Short task ▸
Give the data again, word for word.

**********

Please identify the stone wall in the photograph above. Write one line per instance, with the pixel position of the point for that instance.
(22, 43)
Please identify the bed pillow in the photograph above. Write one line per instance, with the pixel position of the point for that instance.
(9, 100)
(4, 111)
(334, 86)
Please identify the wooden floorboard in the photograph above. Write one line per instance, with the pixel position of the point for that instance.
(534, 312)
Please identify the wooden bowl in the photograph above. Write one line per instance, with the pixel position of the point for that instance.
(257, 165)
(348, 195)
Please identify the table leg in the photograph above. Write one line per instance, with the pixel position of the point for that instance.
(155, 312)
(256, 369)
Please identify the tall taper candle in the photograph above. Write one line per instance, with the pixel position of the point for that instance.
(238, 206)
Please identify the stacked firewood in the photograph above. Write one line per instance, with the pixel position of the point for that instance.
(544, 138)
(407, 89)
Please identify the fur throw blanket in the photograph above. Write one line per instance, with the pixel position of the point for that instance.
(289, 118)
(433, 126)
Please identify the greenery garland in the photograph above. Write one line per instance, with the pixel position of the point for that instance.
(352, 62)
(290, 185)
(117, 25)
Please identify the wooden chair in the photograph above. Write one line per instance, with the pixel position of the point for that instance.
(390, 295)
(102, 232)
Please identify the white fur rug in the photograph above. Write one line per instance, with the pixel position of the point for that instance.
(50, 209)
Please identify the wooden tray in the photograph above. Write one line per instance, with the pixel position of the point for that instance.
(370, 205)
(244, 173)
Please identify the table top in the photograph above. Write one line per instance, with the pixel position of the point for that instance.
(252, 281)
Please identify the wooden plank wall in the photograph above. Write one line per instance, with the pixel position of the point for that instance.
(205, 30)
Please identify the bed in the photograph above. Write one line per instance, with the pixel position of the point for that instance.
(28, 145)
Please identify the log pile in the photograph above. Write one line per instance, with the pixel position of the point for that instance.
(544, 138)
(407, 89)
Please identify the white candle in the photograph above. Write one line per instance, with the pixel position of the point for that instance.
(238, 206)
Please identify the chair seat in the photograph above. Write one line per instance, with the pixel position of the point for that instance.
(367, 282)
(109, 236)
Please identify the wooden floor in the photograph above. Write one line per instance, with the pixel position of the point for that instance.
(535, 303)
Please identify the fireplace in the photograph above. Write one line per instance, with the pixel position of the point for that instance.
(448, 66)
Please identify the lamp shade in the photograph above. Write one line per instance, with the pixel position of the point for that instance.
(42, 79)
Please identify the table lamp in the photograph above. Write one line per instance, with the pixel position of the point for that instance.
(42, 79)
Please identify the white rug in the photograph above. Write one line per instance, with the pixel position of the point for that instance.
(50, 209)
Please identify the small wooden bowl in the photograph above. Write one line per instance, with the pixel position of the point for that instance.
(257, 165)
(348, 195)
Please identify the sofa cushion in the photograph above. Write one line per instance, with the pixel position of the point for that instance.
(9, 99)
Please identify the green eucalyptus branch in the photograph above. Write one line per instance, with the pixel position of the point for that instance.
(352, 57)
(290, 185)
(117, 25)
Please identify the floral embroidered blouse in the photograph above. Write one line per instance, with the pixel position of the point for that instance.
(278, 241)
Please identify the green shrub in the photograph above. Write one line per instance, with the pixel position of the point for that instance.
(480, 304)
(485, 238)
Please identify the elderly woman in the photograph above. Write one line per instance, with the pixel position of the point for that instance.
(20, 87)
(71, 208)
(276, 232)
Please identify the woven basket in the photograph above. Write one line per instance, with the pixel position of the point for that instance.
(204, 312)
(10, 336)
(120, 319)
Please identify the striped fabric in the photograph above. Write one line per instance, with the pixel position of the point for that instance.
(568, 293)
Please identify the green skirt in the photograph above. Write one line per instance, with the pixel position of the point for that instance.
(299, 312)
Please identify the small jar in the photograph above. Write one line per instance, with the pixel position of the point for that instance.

**********

Solution ▸
Please identify the stone wall in the photograph above. Write one line per instance, with the pixel position of the point for that instance.
(22, 43)
Please identify the bed pillow in the photograph above. Write one line per instance, with the pixel position of the point for that instance.
(9, 100)
(4, 111)
(334, 86)
Please identify the wooden floorboard in the photograph above. Write one line per instance, with the pixel position of the point for that instance.
(534, 312)
Please identify the wooden bowl in the photograph above. Write one line per instance, with the pixel position of the point for that instance.
(257, 165)
(348, 195)
Please identify the table leg in the photograph above. Write one line per instance, with the pixel position of the point for that instance.
(155, 312)
(256, 369)
Please identify the tall taper candle in the photograph above. Write one line per instance, with the pixel position of the point for that instance.
(238, 206)
Please identify the stacked firewood in the photograph above. Write one line per instance, with the pixel position of the point for that instance.
(544, 138)
(407, 89)
Please identify the fur throw blanket in the photograph above. Write one line per instance, with the pixel position of the point for that instance.
(289, 118)
(433, 126)
Please identify the greenery garland in the photograph above. Write one line per instance, with the pixel position of the point for that instance.
(352, 62)
(290, 185)
(117, 25)
Please identify the wooden chair in the photograph above. Write one line per instance, with the pixel position of the point for that instance.
(390, 295)
(102, 232)
Please identify the white fur rug in the photograph above. Write one line per instance, with the pixel position of the point for that instance.
(50, 209)
Please identify the wooden tray in the photograph above. Write one line per instance, with the pixel position of the point for that instance.
(370, 205)
(244, 173)
Please identify the table top in the photograph above. Write one line per instance, with the pixel position of the point for that instance.
(252, 281)
Please identify the wooden plank wall in the photograph above. Write one line per instance, with the pixel position of the point for that instance.
(205, 30)
Please identify the bed in the photograph above. Write one line per instance, with the pixel position of the point for that instance.
(28, 145)
Please identify the log pile in the photograph above. Write one line per instance, with the pixel position of the point for that instance.
(544, 138)
(407, 89)
Please identify the white candle in the photograph above. Write one line per instance, with the pixel position of the point for that instance.
(238, 206)
Please identify the chair seat in the photograph above. Write one line per instance, with the pixel position of the point for that instance.
(367, 282)
(109, 236)
Please identify the wooden floor in the photograph above. Write one line per instance, with the pixel position of the point for that instance.
(535, 303)
Please identify the fireplace in the photograph above. Write one line per instance, with the pixel position of the point for that instance.
(448, 66)
Please identify the lamp shade in the photograph above. Write one line per instance, with the pixel position of the point for that instance.
(42, 79)
Please identify the table lamp in the photograph above. Write one line per instance, with the pixel position of the point for that instance.
(42, 79)
Please identify the white rug in the photograph above. Write one line per instance, with the pixel position of the point for that instance.
(50, 209)
Please identify the small wooden bowl in the photograph above. Write one line per instance, with the pixel position of the point for that instance.
(257, 165)
(348, 195)
Please identify the sofa cushion in the photograph above. Write one line per instance, with the pixel position of the point for that instance.
(9, 99)
Please identify the green eucalyptus branch in the photograph above. Write one line per instance, with the pixel position of the point for that instance.
(352, 57)
(290, 185)
(117, 25)
Please identify the floral embroidered blouse in the photograph above. Write one line per instance, with the pixel position of the point for that instance.
(278, 241)
Please identify the green shrub in the photograph above. Write one line per instance, with the pixel position of the point for that instance.
(480, 304)
(485, 238)
Please identify the elderly woman in the photograph above. Write one line per instance, with the pixel position of the point for that instance.
(20, 87)
(71, 208)
(276, 232)
Please identify the woven basket in the photograph above. Write one line per instance, with the pixel position of the point for that instance.
(204, 312)
(10, 336)
(120, 319)
Please identify the striped fabric in the photograph above. Write one line per instance, with the pixel position of the point for that instance.
(568, 293)
Please identify the green skirt in the photograph above. Write one line per instance, with the pixel position of the point for that instance.
(299, 312)
Please identify the small jar in the photograph above. Write one line per instance, with the pixel position of the point for that instance.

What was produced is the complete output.